Reproduce everything from "The meeting between" down to "in his speeches." in the account of the 1941 Berlin meeting below, word for word.

# Text extract
● ● ●
The meeting between Adolf Hitler and the Mufti of Jerusalem, Haj Amin al-Husseini, took place in Berlin on November 28, 1941, from 4:30-5:45 P.M. The meeting was not transcribed, but the main points were detailed by Fritz Grobba, a Nazi diplomat and Middle East expert who had previously served in the German consulate in Jerusalem and as German ambassador to Iraq. Those points are outlined below.
The conversation began with the Mufti thanking the Führer for the great honor he had bestowed upon him by receiving him. The Mufti praised Hitler lavishly, told him he was admired by the entire Arab world, and thanked him for publicizing their shared fate in his speeches.

Hitler meeting with Husseini in Berlin, 1941.
● ● ●
# Data section

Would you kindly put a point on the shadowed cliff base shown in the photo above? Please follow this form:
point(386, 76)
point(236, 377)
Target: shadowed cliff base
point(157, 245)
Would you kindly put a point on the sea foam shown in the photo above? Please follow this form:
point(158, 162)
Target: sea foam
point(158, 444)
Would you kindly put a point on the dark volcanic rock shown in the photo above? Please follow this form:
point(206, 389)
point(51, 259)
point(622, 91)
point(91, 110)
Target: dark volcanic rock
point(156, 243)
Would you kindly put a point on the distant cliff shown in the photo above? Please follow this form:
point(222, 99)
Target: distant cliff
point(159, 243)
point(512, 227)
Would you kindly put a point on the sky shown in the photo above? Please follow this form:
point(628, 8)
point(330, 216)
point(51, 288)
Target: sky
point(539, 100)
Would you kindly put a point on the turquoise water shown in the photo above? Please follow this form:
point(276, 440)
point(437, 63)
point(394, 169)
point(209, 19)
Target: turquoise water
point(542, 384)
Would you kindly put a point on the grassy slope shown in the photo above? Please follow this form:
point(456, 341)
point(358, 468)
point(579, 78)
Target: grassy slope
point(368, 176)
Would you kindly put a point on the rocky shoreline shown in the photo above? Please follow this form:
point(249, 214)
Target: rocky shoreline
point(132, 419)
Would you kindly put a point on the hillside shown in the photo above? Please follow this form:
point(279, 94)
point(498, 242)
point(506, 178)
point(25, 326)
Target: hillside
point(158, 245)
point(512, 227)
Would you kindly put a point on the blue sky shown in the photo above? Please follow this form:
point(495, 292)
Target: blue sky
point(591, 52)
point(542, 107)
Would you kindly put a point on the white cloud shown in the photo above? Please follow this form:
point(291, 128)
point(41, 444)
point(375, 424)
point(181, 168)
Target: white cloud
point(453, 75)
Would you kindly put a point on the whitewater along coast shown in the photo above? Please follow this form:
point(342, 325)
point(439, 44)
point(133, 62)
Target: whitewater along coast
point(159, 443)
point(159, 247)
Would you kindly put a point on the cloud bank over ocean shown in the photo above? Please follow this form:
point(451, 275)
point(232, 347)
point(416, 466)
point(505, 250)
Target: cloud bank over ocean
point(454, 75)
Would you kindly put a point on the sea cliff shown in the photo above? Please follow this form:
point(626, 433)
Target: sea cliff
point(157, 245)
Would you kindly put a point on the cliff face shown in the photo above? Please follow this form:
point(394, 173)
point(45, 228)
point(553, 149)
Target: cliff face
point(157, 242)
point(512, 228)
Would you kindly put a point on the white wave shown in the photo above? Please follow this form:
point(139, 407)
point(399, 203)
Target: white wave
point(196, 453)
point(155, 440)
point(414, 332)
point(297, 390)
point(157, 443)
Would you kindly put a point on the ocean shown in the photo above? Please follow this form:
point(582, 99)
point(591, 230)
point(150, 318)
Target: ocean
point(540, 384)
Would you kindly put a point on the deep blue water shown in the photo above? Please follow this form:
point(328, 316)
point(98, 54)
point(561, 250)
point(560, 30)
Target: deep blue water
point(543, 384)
● ● ●
# Task answer
The meeting between Adolf Hitler and the Mufti of Jerusalem, Haj Amin al-Husseini, took place in Berlin on November 28, 1941, from 4:30-5:45 P.M. The meeting was not transcribed, but the main points were detailed by Fritz Grobba, a Nazi diplomat and Middle East expert who had previously served in the German consulate in Jerusalem and as German ambassador to Iraq. Those points are outlined below.
The conversation began with the Mufti thanking the Führer for the great honor he had bestowed upon him by receiving him. The Mufti praised Hitler lavishly, told him he was admired by the entire Arab world, and thanked him for publicizing their shared fate in his speeches.